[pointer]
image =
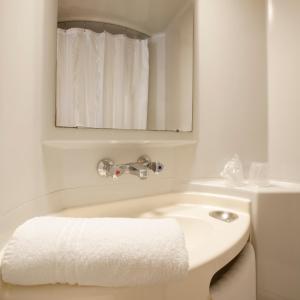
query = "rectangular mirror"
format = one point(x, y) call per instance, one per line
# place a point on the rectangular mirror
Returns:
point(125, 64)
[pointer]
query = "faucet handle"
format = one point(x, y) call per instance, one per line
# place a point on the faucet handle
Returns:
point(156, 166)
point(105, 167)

==

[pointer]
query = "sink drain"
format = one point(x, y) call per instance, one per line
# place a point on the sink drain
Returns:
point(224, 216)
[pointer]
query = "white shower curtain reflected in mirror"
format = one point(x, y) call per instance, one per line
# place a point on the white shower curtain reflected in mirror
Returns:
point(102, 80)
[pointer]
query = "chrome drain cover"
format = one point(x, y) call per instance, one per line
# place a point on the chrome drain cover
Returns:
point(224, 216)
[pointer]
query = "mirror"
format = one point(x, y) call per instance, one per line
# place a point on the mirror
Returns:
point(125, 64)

PROMPT
Find every line in the rows above that contains the string "sink" and copy each one out. Case counts, so match only lines where it appears with the same capitalization.

OUTPUT
query = "sink drain"
# place a point on the sink drain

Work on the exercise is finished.